Nothing in the data may be altered; copy it all exactly.

[Collected data entries]

※ ※ ※

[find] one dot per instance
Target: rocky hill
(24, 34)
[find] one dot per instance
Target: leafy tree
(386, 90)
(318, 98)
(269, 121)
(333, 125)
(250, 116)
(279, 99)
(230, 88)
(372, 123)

※ ※ ※

## EXERCISE OUTPUT
[find] one dot per instance
Target: rocky hill
(24, 34)
[find] one dot per instance
Target: leafy tree
(386, 90)
(318, 98)
(269, 121)
(333, 125)
(250, 116)
(279, 99)
(230, 88)
(372, 123)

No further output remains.